• TASKS
A - Reproduce, word for word, the passage of the bus story that opens with the words containing "She came out" and closes with "in her arms.".
B - Name every place that the bus story mentions.

Now and again you would be lucky enough to get
someone really interesting on your bus.
One day I picked up a fellow who looked somewhat strange with his long hair
in platted pigtails, a huge cowboy hat and a frilled leather jacket. Turns out that he was a real Red Indian and
we were chatting so hard I missed the turn for Southport and ended up remaining
on the motorway heading into Wales. I couldn’t
apologise enough to him for delaying his journey but he didn’t mind one little bit. I loved meeting and chatting away with interesting
people. Normally most people just wanted
to tell you how much better than you they were, unless they were drunk. I picked up two ladies, separate parties, one
elderly and one middle aged. The middle
aged woman was obviously off her face.
I don’t think that the elderly lady realised that
strong drink had been taken; she was being your standard average old lady, very
pleasant and very polite. The first two
thirds of our journey would have been along motorways with no motorway
services. Twenty minutes into our
journey the middle aged lady now begins to ask for a toilet stop. Judging from the way she was shifting about
on her seat I realised that I might have a time limit on this but was aware that
the closest type of service area was a truckers stop just off the motorway near
Warrington. I knew that they sold hamburgers
and diesel there but I didn’t know if there were any toilets not to mention
female toilets. I found the service
kiosk and pulled up outside. The middle
aged lady ran inside and I presumed that there was a toilet in there; either
that or she was relieving herself behind a large display of potato crisps.
She came out in a much more relaxed manner than
she had gone in and I assumed that we had achieved our objective. The kiosk had a table or two outside
displaying various garden bits and bobs, no doubt trying to make a few extra shillings.
Just my luck that the middle aged drunk,
rather than return to the vehicle, now decides to go shopping and begins to gather
potted plants and garden gnomes in her arms.
However I soon discovered that she wasn’t shopping, she was shop lifting,
for she skipped away from the tables and into the van slamming the door shut
and suggesting that we get going. Again,
I never had any customer relation training but even so thought it might be a
bit off to turn around to a customer and tell them to get out that they were a
thief.

• RECORD EXCERPTS
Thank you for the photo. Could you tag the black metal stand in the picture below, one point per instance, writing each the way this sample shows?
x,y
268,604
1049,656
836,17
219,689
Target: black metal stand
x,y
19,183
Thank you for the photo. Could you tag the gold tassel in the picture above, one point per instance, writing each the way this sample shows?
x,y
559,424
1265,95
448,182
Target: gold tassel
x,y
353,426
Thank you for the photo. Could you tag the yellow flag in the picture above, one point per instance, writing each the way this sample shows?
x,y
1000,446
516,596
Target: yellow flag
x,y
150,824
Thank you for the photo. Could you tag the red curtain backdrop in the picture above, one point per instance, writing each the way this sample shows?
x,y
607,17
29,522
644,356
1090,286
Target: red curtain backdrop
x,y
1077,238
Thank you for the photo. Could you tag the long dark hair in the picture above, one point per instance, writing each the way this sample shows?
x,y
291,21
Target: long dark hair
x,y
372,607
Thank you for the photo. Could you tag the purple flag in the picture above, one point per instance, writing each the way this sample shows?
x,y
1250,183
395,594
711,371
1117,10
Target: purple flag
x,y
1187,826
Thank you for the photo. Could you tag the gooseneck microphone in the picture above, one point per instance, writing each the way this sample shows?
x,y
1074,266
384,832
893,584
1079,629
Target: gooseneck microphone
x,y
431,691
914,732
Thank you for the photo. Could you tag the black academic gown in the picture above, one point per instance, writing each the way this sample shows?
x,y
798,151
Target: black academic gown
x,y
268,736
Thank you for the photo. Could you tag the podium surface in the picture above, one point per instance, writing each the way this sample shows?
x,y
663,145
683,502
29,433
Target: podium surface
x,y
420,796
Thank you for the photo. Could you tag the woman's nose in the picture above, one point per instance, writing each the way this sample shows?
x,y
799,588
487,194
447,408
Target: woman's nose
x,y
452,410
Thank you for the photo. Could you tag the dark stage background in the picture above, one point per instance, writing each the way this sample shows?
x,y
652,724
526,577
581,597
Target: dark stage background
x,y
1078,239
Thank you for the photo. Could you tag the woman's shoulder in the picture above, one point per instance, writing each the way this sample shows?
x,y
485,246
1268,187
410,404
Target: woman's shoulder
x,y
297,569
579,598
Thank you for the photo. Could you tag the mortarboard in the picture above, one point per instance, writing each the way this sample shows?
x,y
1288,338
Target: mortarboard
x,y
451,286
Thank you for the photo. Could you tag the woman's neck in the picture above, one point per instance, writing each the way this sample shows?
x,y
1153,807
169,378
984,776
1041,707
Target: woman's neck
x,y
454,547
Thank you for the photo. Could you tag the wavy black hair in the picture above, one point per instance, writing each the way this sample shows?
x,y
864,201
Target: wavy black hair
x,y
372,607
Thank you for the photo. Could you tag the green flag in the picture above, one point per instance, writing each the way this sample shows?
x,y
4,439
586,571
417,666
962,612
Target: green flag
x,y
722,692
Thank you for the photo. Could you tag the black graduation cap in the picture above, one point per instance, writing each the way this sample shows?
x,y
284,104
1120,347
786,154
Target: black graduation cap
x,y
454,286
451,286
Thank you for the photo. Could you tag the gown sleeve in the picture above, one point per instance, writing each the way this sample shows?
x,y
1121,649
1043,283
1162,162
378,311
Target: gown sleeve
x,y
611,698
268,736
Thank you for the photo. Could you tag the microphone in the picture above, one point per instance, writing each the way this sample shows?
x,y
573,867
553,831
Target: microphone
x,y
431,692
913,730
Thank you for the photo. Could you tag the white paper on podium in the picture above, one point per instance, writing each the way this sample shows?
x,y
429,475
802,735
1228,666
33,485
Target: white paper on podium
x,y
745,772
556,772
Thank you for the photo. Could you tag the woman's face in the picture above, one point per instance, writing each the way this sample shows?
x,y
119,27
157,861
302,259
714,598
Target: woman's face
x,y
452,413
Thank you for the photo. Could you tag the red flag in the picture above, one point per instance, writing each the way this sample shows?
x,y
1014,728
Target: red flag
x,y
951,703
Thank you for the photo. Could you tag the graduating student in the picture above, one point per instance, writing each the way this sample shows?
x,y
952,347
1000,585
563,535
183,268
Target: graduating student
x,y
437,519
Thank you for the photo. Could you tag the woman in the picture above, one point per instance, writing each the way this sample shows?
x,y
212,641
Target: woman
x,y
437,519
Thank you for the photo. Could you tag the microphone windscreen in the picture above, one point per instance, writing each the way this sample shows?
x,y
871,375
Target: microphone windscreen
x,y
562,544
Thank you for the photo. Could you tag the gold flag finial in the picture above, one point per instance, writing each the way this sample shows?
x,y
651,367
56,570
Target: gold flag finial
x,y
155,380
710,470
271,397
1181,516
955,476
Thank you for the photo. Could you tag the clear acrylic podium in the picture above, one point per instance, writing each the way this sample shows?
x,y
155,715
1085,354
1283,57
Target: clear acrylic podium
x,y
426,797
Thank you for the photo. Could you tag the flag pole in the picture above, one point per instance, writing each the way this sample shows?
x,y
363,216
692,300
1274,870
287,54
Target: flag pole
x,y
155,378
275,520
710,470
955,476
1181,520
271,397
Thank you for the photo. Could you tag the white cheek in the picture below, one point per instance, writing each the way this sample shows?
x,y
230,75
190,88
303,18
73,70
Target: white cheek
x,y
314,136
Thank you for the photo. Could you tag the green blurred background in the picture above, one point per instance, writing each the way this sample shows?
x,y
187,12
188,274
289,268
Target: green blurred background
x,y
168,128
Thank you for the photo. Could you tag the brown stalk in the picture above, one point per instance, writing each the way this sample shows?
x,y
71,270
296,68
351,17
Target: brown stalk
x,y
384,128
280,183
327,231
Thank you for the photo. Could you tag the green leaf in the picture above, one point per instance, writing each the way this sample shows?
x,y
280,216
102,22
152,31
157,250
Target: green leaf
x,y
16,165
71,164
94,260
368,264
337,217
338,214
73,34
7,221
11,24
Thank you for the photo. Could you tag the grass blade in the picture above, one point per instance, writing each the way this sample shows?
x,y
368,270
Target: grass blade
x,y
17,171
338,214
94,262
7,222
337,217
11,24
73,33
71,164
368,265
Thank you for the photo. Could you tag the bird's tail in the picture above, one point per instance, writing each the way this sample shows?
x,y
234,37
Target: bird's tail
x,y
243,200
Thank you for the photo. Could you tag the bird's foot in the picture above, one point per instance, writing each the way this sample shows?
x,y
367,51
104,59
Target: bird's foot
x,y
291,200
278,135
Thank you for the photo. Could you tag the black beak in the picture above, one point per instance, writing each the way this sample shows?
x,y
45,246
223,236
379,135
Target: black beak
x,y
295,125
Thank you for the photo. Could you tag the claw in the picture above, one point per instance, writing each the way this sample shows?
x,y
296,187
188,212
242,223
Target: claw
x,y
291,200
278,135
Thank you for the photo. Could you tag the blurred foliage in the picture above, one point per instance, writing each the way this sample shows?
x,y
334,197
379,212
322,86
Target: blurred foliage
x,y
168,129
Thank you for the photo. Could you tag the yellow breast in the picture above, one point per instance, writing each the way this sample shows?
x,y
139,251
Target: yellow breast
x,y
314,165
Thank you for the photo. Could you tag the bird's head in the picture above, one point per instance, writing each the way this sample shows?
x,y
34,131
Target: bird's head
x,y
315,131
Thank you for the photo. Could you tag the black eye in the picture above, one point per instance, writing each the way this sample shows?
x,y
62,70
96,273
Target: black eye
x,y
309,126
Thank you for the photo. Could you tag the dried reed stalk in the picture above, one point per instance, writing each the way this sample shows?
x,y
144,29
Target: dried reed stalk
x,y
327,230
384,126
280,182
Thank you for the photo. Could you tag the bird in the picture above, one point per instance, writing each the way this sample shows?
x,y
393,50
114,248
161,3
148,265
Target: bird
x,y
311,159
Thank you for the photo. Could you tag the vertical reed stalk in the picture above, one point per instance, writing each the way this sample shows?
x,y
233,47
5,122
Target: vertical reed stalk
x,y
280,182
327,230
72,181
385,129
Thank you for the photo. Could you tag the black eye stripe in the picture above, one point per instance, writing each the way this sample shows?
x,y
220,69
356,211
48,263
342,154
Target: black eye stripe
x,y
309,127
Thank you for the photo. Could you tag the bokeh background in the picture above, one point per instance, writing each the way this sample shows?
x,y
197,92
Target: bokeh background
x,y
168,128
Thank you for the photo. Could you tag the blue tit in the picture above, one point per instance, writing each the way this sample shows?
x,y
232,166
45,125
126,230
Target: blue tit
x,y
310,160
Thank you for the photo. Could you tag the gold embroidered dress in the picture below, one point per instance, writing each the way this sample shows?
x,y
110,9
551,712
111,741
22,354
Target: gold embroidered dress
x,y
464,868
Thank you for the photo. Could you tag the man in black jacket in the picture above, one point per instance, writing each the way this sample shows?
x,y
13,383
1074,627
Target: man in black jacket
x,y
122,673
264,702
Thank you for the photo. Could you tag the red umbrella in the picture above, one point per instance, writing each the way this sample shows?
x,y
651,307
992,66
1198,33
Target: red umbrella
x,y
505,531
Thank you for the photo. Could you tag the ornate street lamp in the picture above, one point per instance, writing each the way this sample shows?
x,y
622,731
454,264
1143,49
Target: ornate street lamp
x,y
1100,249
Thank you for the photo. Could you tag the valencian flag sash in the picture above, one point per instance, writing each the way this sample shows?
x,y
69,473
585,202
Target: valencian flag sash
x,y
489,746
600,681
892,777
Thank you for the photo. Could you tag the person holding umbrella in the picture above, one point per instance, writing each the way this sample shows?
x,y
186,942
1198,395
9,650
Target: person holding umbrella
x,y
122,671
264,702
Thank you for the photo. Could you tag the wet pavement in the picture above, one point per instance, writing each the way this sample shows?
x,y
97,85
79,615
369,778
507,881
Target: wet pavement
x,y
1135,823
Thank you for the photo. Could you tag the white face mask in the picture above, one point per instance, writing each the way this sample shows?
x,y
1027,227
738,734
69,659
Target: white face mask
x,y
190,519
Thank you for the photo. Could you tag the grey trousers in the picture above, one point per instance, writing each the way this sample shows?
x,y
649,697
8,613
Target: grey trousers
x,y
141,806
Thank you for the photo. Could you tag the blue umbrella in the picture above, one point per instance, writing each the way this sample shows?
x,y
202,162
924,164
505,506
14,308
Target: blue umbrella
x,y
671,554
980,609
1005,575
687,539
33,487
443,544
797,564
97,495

• THE ANSWERS
A -
She came out in a much more relaxed manner than
she had gone in and I assumed that we had achieved our objective. The kiosk had a table or two outside
displaying various garden bits and bobs, no doubt trying to make a few extra shillings.
Just my luck that the middle aged drunk,
rather than return to the vehicle, now decides to go shopping and begins to gather
potted plants and garden gnomes in her arms.

B -
Southport
Wales
Warrington